Entries from a point annotation set:
+-------+

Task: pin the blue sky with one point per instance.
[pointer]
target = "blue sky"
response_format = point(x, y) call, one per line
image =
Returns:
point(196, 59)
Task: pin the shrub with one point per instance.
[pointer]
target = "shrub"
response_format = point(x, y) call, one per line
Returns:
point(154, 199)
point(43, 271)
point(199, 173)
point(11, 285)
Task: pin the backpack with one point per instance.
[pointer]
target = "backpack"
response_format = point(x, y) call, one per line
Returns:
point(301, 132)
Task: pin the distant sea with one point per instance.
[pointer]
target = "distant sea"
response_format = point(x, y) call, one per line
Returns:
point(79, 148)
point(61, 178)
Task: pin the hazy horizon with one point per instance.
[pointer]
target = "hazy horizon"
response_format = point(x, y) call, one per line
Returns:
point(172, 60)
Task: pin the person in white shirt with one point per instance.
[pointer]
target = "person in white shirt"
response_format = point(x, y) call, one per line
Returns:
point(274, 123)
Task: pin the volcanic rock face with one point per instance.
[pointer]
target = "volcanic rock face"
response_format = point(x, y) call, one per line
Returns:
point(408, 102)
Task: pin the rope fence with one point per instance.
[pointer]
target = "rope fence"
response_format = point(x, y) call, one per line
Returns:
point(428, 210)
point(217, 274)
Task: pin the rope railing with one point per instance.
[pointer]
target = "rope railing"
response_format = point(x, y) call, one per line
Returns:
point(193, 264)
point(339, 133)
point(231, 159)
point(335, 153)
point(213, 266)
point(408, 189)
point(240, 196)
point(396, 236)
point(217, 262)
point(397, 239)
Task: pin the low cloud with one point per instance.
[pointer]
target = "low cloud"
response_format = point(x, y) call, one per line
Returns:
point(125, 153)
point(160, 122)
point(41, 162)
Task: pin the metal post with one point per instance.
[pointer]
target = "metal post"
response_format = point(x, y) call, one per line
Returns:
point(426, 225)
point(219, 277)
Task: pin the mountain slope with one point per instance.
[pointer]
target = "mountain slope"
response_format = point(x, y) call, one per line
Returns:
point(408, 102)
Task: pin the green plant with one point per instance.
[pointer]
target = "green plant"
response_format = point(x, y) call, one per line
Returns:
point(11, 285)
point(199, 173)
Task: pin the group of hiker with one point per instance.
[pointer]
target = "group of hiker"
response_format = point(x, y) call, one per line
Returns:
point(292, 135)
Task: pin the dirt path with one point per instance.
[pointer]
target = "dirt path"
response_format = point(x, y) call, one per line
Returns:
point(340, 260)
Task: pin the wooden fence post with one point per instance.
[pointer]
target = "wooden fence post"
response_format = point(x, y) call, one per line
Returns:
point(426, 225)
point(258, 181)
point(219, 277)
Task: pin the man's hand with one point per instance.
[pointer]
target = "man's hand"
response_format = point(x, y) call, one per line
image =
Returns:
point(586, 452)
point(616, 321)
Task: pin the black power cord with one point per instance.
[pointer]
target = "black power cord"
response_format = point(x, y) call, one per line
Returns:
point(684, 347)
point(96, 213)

+-------+

Written request: Print every line of the records exactly. Omit nothing.

Full response:
Task: pin the blue sky with one point per instance.
[pointer]
target = "blue sky"
response_format = point(x, y) call, one per line
image =
Returns:
point(196, 59)
Task: pin the shrub with one point per instance.
[pointer]
target = "shrub"
response_format = point(x, y) call, one per line
Returns:
point(154, 199)
point(43, 271)
point(199, 173)
point(11, 285)
Task: pin the backpack with one point per instance.
[pointer]
target = "backpack"
response_format = point(x, y) call, one per line
Returns:
point(301, 132)
Task: pin the distant sea with one point per instance.
[pointer]
target = "distant sea"
response_format = point(x, y) call, one per line
Returns:
point(79, 148)
point(61, 178)
Task: pin the hazy horizon with one point per instance.
[pointer]
target = "hazy horizon"
response_format = point(x, y) call, one per line
Returns:
point(172, 60)
Task: pin the person in white shirt with one point per instance.
[pointer]
target = "person in white shirt"
response_format = point(x, y) call, one per line
Returns:
point(274, 123)
Task: pin the volcanic rock face with one point per instance.
[pointer]
target = "volcanic rock face"
response_format = point(x, y) call, one per line
Returns:
point(408, 102)
Task: pin the rope fence with one point per instance.
[pointer]
target = "rope fence"
response_format = point(x, y) call, one per line
Returns:
point(428, 210)
point(217, 274)
Task: pin the rope railing with one point per instance.
[pointer]
target = "rope railing"
response_format = point(x, y) call, one per line
Returns:
point(193, 264)
point(339, 133)
point(231, 159)
point(335, 153)
point(213, 266)
point(408, 189)
point(240, 196)
point(396, 236)
point(217, 262)
point(397, 239)
Task: pin the low cloud with one point per instance.
[pointer]
target = "low cloud"
response_format = point(x, y) call, one per line
Returns:
point(125, 153)
point(160, 122)
point(41, 162)
Task: pin the metal post with one point per instance.
[pointer]
target = "metal post"
response_format = point(x, y) call, one per line
Returns:
point(426, 225)
point(219, 277)
Task: pin the mountain slope with one point per instance.
[pointer]
target = "mountain slope"
response_format = point(x, y) call, one per line
Returns:
point(408, 102)
Task: pin the green plant with one point per instance.
[pointer]
target = "green plant"
response_format = point(x, y) call, one per line
Returns:
point(11, 285)
point(199, 173)
Task: pin the group of hiker with one point per instance.
[pointer]
target = "group of hiker"
response_format = point(x, y) call, one per line
Returns:
point(292, 135)
Task: pin the dirt path with one point per instance.
[pointer]
target = "dirt path"
response_format = point(x, y) call, one per line
Returns:
point(340, 260)
Task: pin the wooden fence post with one point per instance.
[pointer]
target = "wooden fence post"
response_format = point(x, y) call, one per line
Returns:
point(426, 225)
point(258, 181)
point(219, 277)
Task: pin the man's hand with one point per instance.
[pointer]
target = "man's hand"
response_format = point(x, y) call, one per line
image =
Returns:
point(586, 452)
point(616, 321)
Task: pin the black power cord with one point per instance.
[pointer]
target = "black power cord"
response_format = point(x, y) call, one per line
Returns:
point(684, 347)
point(96, 213)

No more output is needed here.